**Exercise requirements**
Count the lines in the entries below that contain the string "abdomen", treating uppercase and lowercase as different, and reply with only the number.

- - - -

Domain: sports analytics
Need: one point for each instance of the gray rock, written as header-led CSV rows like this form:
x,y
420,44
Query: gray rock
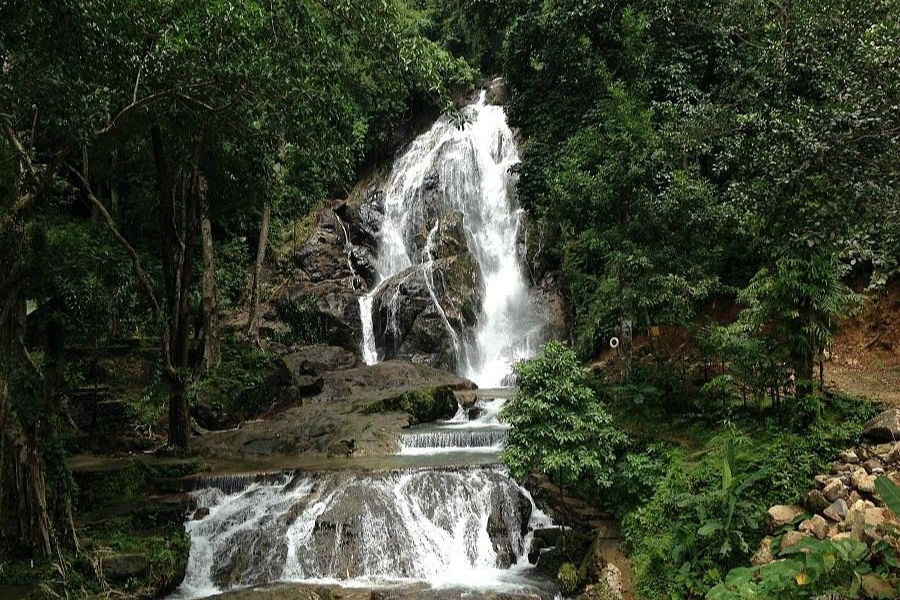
x,y
410,325
884,427
497,92
815,501
834,489
849,456
872,464
781,515
315,360
837,511
790,539
122,567
816,526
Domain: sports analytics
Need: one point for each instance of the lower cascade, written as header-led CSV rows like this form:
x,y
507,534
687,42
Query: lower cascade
x,y
448,528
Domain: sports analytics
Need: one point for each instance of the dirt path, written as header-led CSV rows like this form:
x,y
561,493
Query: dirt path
x,y
865,358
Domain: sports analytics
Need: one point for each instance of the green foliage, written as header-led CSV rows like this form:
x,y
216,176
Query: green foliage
x,y
559,425
810,569
694,526
567,579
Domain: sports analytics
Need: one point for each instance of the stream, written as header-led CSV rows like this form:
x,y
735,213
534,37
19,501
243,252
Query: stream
x,y
442,516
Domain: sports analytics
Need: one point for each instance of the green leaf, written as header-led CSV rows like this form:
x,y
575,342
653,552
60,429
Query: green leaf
x,y
889,492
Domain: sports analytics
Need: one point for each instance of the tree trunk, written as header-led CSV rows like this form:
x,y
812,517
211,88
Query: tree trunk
x,y
23,492
253,319
212,352
177,278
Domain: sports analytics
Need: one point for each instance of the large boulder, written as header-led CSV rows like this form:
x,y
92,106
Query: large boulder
x,y
424,313
370,380
316,360
326,275
359,411
885,427
497,92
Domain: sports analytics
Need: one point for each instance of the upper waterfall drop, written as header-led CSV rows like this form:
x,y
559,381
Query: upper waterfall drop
x,y
466,170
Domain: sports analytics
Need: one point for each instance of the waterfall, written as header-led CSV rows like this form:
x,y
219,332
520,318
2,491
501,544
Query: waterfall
x,y
444,527
468,170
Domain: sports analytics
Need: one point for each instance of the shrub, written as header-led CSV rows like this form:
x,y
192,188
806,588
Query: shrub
x,y
559,425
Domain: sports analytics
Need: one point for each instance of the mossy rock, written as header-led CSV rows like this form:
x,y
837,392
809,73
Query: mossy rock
x,y
422,404
567,578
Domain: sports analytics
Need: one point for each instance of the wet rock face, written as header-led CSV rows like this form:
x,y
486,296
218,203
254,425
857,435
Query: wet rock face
x,y
885,427
411,324
327,274
423,313
346,525
498,92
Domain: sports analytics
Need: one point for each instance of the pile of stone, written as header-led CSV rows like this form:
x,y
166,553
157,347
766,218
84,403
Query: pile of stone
x,y
844,504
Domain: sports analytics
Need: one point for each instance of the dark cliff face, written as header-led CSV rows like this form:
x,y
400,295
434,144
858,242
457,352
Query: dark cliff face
x,y
429,312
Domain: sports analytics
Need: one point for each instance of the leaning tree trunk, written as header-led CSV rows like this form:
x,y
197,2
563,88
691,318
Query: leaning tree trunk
x,y
23,492
176,253
253,319
212,350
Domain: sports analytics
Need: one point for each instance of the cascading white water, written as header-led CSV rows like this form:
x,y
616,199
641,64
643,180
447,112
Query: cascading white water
x,y
447,528
471,167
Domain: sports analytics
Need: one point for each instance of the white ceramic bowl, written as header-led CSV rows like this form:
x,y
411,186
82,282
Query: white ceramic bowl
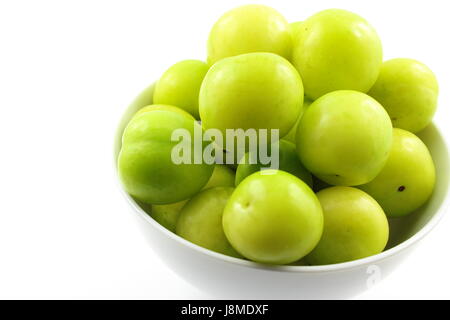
x,y
230,278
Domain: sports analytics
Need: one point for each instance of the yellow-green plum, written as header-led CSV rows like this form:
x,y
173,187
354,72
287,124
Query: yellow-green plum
x,y
167,214
344,138
273,217
200,220
319,184
293,132
408,90
145,163
180,85
295,30
154,107
222,177
407,180
251,91
288,161
355,227
249,28
337,50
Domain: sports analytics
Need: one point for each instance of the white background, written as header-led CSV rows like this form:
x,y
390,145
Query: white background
x,y
67,71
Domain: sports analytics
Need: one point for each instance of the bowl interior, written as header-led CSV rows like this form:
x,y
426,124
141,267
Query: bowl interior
x,y
401,229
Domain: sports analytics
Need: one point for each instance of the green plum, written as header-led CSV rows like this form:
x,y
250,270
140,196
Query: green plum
x,y
200,220
337,50
145,162
344,138
407,180
251,91
319,184
180,85
408,90
273,217
288,161
293,132
295,29
355,227
154,107
250,28
167,214
222,177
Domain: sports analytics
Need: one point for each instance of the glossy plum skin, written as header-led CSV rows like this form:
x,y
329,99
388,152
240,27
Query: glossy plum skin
x,y
167,214
295,30
355,227
273,218
344,138
291,136
154,107
408,178
200,220
337,50
250,28
145,165
408,90
180,85
254,90
288,161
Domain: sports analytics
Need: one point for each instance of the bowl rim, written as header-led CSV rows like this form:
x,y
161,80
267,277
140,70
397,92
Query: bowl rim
x,y
338,267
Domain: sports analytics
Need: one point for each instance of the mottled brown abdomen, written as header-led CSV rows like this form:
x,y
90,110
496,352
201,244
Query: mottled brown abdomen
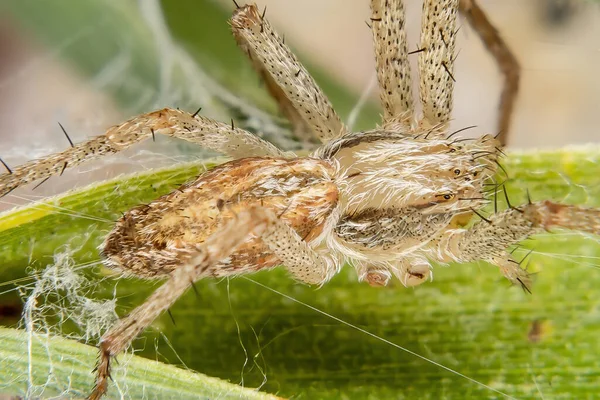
x,y
152,240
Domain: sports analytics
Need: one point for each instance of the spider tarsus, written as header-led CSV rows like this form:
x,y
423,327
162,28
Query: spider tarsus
x,y
195,289
422,49
508,201
66,134
40,184
6,166
460,130
524,286
445,65
196,113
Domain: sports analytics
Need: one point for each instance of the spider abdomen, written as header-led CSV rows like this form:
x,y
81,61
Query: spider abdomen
x,y
152,240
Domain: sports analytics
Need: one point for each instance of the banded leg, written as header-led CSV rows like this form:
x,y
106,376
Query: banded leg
x,y
391,57
436,61
203,131
489,239
272,58
507,62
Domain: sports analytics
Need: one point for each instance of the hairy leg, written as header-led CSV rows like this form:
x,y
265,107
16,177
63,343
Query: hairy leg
x,y
285,75
436,60
203,131
507,62
489,239
391,56
302,261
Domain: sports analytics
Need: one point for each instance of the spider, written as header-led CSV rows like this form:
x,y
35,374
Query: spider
x,y
389,201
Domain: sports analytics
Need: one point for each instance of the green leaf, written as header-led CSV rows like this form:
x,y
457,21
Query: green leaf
x,y
61,367
466,319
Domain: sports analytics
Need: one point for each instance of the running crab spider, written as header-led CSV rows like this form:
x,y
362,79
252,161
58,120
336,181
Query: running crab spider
x,y
386,200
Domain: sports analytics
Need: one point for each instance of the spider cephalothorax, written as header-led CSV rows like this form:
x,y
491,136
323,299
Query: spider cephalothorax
x,y
386,200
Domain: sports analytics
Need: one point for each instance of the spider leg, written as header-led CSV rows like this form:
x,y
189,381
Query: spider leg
x,y
436,61
507,62
213,135
391,57
302,261
489,239
290,83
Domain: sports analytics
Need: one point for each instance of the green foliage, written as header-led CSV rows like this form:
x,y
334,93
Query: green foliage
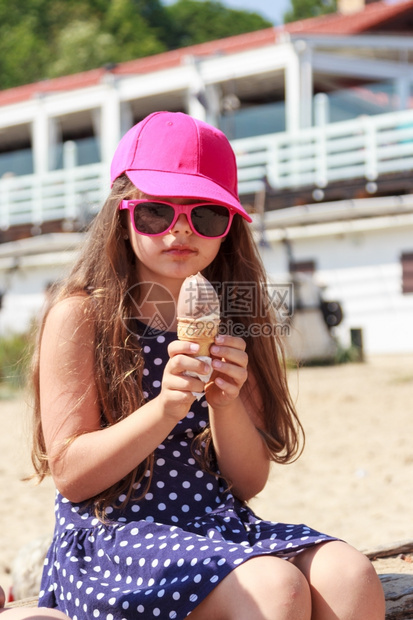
x,y
197,21
40,39
15,353
303,9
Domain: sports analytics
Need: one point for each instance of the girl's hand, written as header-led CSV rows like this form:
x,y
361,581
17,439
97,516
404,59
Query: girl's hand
x,y
176,390
230,363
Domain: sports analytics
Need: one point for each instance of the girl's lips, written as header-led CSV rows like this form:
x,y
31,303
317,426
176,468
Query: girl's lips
x,y
180,251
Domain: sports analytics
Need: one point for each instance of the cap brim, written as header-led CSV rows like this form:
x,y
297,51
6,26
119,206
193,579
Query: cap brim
x,y
175,185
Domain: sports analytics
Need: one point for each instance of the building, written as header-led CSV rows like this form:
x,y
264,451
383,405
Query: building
x,y
320,115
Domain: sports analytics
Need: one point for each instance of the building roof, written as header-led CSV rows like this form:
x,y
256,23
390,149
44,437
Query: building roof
x,y
375,17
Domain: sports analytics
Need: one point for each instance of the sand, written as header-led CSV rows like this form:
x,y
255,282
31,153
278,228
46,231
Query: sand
x,y
354,479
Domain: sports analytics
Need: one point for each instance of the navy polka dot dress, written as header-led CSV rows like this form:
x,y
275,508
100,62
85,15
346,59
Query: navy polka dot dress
x,y
162,555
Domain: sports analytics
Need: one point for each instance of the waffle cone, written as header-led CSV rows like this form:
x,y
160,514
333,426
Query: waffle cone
x,y
200,331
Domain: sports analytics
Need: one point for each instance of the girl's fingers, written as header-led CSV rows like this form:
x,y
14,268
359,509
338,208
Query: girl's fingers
x,y
230,354
184,363
230,341
237,374
178,347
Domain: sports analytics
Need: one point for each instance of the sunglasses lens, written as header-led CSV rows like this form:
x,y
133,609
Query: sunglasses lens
x,y
152,218
210,220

- - - -

**Response below**
4